> Stated goal: From the items below, extract every line that contains the string "target".

start

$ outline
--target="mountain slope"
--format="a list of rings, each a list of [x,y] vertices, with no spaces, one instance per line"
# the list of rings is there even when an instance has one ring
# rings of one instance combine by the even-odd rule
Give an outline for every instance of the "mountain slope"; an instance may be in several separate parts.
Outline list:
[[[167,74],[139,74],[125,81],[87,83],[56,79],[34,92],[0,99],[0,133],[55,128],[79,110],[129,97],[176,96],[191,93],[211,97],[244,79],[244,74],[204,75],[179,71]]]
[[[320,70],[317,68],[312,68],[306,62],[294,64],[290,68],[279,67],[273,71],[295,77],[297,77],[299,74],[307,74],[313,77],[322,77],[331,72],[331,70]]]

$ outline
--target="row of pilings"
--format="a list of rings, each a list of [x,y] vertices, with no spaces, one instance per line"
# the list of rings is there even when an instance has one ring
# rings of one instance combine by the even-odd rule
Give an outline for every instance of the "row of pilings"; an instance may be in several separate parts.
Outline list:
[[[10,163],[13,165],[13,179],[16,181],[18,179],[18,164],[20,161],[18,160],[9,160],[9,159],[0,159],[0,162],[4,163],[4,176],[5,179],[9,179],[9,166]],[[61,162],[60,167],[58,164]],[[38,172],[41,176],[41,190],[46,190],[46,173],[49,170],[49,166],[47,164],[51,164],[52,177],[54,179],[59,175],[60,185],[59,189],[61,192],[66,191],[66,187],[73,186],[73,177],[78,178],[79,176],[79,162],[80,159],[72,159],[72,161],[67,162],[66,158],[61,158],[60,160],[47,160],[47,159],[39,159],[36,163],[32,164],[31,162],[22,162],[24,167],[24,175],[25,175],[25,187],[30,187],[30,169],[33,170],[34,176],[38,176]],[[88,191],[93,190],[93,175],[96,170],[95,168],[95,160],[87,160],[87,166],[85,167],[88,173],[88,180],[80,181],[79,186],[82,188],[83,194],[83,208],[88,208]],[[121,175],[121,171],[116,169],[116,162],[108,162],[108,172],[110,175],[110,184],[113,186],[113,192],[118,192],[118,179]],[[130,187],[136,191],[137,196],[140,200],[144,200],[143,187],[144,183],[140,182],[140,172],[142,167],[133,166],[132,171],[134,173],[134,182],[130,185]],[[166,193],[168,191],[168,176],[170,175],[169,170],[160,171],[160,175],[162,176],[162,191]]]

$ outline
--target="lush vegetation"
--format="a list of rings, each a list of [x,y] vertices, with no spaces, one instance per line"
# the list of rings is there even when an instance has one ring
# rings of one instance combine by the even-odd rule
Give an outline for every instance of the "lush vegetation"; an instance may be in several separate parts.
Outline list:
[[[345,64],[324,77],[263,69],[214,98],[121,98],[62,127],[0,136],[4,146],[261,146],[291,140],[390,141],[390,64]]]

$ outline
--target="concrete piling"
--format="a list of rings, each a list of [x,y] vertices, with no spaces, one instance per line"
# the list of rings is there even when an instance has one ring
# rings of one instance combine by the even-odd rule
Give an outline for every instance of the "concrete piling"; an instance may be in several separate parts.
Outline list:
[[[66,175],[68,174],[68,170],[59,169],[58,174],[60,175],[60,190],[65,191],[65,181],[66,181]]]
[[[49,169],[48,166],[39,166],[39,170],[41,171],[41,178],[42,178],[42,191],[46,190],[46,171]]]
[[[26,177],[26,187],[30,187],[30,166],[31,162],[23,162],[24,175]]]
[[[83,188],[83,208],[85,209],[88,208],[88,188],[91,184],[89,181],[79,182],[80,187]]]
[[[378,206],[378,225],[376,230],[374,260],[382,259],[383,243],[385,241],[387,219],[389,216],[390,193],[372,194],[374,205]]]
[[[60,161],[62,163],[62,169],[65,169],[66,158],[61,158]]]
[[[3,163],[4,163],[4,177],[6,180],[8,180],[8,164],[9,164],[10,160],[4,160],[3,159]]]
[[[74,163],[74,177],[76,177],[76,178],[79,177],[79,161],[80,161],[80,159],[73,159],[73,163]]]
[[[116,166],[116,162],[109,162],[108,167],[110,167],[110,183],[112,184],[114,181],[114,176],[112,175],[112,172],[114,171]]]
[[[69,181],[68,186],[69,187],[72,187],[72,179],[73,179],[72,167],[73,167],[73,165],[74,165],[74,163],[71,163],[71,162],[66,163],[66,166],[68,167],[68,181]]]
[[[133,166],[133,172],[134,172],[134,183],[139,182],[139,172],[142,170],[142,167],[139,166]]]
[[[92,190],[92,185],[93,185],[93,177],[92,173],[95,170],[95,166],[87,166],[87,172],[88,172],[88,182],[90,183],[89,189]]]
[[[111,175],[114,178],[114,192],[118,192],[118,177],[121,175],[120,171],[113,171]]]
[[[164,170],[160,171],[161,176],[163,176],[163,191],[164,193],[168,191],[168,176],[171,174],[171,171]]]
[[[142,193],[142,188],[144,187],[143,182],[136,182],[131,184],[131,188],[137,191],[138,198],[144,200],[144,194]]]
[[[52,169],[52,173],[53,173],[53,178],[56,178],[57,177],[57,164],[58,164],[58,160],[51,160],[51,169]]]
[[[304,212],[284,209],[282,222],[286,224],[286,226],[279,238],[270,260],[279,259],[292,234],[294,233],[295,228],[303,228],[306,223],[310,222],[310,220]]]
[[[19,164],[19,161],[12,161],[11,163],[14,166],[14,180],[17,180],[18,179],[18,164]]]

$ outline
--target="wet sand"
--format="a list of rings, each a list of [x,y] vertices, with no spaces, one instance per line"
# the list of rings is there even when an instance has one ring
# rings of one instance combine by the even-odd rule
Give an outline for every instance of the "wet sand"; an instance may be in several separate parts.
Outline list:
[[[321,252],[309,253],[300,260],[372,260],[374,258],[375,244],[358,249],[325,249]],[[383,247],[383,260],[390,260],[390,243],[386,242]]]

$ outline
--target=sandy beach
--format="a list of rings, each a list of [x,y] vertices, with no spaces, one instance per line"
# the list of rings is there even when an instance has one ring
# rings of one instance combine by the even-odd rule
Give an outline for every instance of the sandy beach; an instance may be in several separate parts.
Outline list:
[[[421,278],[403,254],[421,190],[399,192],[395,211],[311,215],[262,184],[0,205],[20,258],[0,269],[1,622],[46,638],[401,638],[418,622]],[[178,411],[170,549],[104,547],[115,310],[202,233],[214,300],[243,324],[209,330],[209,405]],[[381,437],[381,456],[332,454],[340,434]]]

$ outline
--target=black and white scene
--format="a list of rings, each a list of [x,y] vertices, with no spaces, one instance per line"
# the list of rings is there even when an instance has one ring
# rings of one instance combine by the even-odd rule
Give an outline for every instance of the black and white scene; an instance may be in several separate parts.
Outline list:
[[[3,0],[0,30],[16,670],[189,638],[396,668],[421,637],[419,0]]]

end

> Written reply:
--target="mountain slope"
--target="row of pilings"
--target="lush vegetation"
--target="concrete piling"
--target="wet sand"
--target=sandy beach
--target=black and white scene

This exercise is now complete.